* Task 1 *
In the article on wildfire funding, reproduce word for word the passage between "POLE MOUNTAIN, Wyo." and "Robert Bonnie said.", inclusive.
* Task 2 *
According to the article on wildfire funding, what share of the Forest Service budget went to firefighting twenty years ago?

USDA official: Fund wildfire fighting like other disasters

By MEAD GRUVER, Associated Press
Published: November 10, 2015, 6:22pm

POLE MOUNTAIN, Wyo. — The next federal spending bill should establish a new way to pay for fighting ever-more-severe wildfires as the cost of mobilizing fire trucks, helicopters, air tankers and hundreds of firefighters burns through more than half of the U.S. Forest Service budget, a top USDA official said Tuesday.

In a section of Medicine Bow National Forest between Cheyenne and Laramie in southeast Wyoming, federal and state forest officials have been working together to clear out built-up vegetation that could fuel a major wildfire. A combination of machinery and prescribed burns will do the work.

Such projects stand to lose funding at least temporarily whenever the Forest Service has to raid non-firefighting accounts to pay for firefighting needs, USDA Undersecretary Robert Bonnie said.

“Congress typically pays us back. But we lose a season. We disrupt projects,” he said.

Legislation to classify severe wildfires as natural disasters for funding purposes seeks to address the problem. The next federal spending bill, which must clear Congress by Dec. 11, should contain such a measure, Bonnie said.

Twenty years ago, firefighting accounted for about 16 percent of the Forest Service budget. Recent bad fire seasons have consumed more than half of the budget.

Data entries:

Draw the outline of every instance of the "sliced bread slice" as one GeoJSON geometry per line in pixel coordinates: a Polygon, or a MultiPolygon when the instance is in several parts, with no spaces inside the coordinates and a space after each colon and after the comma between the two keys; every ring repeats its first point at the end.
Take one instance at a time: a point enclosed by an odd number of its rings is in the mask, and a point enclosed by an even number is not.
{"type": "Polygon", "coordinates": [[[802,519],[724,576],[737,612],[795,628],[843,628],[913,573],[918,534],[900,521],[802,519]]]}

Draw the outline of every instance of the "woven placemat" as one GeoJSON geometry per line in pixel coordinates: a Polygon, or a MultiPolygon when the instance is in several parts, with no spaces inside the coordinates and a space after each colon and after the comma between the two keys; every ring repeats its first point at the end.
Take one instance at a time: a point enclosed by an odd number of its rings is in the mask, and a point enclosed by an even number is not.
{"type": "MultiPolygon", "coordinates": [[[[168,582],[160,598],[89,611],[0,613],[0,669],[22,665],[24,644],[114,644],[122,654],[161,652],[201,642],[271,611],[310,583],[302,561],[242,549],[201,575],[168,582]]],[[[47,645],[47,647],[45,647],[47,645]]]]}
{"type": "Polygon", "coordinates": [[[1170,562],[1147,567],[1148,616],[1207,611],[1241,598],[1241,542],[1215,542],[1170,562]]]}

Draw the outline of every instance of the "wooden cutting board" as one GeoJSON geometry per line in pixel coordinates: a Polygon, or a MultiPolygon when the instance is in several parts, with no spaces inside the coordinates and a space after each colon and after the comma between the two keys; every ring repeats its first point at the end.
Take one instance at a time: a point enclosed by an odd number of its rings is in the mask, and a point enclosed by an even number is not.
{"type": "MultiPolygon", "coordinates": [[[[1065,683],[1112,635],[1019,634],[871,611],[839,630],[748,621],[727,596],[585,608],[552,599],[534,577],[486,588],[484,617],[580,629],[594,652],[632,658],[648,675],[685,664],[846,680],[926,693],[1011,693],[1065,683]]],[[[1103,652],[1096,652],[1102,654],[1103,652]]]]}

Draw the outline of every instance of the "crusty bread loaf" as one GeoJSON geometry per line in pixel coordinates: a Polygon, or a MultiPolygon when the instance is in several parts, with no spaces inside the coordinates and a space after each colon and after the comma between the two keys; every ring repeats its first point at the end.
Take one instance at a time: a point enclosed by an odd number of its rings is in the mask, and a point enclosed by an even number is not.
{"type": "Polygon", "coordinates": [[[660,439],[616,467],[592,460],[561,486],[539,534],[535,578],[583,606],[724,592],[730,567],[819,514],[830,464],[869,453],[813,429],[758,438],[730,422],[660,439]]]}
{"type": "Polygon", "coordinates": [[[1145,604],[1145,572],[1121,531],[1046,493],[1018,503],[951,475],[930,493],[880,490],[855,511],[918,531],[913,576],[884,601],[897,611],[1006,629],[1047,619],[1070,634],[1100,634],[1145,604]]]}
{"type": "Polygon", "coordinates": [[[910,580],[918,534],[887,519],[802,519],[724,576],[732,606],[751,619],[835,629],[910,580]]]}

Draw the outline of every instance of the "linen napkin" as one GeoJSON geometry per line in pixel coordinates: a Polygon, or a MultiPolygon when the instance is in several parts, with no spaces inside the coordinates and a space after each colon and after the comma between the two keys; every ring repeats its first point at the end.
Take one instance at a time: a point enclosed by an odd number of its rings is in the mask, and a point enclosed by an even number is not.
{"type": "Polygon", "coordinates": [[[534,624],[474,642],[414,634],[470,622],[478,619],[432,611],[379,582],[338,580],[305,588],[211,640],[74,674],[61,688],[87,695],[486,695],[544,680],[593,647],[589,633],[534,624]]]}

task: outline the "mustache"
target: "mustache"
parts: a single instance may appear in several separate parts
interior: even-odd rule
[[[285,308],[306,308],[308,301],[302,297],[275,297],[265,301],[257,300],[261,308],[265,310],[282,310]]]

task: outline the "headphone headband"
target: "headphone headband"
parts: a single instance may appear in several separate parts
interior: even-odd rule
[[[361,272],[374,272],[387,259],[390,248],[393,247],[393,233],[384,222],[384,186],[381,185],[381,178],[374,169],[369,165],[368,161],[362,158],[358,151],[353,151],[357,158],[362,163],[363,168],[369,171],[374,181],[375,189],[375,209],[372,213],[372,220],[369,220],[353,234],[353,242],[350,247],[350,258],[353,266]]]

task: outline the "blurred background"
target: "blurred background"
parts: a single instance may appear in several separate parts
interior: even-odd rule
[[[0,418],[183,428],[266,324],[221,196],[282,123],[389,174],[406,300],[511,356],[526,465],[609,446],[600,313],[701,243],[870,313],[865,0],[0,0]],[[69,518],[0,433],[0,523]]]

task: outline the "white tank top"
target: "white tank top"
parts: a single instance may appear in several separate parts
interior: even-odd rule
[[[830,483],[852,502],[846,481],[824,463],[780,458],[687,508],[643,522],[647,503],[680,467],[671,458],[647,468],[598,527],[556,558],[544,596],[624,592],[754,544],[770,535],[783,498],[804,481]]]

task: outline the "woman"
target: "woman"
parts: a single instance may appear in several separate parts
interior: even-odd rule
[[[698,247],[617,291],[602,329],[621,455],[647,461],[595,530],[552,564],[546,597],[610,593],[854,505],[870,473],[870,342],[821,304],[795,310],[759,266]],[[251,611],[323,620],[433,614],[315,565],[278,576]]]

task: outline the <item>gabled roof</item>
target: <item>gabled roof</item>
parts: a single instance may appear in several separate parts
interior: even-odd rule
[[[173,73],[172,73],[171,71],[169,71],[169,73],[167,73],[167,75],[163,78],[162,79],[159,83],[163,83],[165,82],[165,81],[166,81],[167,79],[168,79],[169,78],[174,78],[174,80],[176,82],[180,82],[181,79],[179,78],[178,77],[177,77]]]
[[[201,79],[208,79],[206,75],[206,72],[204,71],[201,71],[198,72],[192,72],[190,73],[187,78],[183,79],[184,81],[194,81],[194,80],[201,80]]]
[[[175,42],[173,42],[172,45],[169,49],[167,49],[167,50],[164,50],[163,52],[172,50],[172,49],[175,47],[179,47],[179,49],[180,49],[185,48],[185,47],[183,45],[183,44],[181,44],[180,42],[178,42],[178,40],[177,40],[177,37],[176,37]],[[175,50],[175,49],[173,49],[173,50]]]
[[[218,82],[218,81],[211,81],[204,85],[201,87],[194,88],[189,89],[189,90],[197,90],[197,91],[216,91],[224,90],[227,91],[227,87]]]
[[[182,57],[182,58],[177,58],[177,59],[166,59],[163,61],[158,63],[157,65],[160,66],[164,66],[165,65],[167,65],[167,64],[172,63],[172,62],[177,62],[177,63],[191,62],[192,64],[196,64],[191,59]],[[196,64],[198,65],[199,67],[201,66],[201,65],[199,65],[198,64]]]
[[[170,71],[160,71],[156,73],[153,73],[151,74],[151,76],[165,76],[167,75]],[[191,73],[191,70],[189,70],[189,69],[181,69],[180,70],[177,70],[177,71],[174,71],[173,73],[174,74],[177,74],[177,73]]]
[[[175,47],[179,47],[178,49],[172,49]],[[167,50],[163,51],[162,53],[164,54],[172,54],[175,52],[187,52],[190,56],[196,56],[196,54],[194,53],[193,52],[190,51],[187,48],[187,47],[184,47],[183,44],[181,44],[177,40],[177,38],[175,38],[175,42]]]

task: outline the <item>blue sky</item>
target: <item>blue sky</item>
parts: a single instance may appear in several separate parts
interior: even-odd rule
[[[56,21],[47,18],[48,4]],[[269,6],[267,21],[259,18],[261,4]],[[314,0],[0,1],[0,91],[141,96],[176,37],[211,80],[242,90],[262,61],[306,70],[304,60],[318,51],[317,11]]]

* Response area 1 *
POLE MOUNTAIN, Wyo. — The next federal spending bill should establish a new way to pay for fighting ever-more-severe wildfires as the cost of mobilizing fire trucks, helicopters, air tankers and hundreds of firefighters burns through more than half of the U.S. Forest Service budget, a top USDA official said Tuesday.

In a section of Medicine Bow National Forest between Cheyenne and Laramie in southeast Wyoming, federal and state forest officials have been working together to clear out built-up vegetation that could fuel a major wildfire. A combination of machinery and prescribed burns will do the work.

Such projects stand to lose funding at least temporarily whenever the Forest Service has to raid non-firefighting accounts to pay for firefighting needs, USDA Undersecretary Robert Bonnie said.

* Response area 2 *
About 16 percent.